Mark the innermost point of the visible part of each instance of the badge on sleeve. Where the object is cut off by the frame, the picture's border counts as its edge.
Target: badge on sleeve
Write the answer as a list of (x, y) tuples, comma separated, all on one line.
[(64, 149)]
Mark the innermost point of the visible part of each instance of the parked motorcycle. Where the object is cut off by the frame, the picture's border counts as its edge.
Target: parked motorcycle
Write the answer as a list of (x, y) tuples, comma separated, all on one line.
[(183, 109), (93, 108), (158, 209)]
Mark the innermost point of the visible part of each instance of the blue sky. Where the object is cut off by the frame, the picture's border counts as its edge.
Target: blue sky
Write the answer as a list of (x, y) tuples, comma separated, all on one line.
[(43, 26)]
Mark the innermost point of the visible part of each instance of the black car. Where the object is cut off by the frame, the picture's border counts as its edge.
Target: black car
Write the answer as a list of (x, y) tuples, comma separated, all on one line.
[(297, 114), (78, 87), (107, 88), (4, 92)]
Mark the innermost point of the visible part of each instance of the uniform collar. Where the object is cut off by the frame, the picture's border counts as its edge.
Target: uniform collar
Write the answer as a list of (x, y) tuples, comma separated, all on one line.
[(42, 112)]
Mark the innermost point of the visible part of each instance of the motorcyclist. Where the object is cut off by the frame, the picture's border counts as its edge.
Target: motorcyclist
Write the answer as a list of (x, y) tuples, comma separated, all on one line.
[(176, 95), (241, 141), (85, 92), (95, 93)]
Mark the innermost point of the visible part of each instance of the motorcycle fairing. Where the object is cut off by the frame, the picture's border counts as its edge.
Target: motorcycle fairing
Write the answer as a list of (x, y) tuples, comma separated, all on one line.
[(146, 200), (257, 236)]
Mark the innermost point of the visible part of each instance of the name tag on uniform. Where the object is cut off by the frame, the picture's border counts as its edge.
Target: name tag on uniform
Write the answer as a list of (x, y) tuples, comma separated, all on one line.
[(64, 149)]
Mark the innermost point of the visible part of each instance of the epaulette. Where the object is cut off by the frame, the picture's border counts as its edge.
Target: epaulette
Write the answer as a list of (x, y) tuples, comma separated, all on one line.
***
Please put the lines of the material above into a JSON list of strings, beginning with the line that contains "of the blue" and going on through the line that contains "[(176, 95), (241, 141), (85, 92), (95, 93)]", with both of those lines included. Give one string per line and leave out blank lines.

[
  "Mark the innermost point of the visible part of each instance of the blue sky. Where the object is cut off by the frame, the picture's border counts as its edge.",
  "Target: blue sky",
  "Write the answer as a list of (x, y) tuples, comma separated, all on one line.",
  "[(43, 26)]",
  "Mark the innermost point of the visible part of each instance of the black car. Where the object is cut off by the frame, the picture's border counts as its edge.",
  "Target: black car",
  "Write the answer as a list of (x, y) tuples, comma separated, all on one line.",
  "[(297, 114), (78, 87), (107, 88), (4, 92)]",
  "Mark the innermost point of the visible part of each instance of the uniform collar. Where the object is cut off by the frame, the picture's border counts as its edge.",
  "Target: uniform collar",
  "Write the answer as a list of (x, y) tuples, comma separated, all on one line.",
  "[(42, 112)]",
  "Mark the innermost point of the visible part of each instance of the motorcyclist. Where the object is cut off by the frame, the picture's border counts as its edge.",
  "Target: motorcyclist",
  "Write the answer as a list of (x, y) tuples, comma separated, all on one line.",
  "[(176, 95), (241, 141), (85, 92), (95, 93)]"
]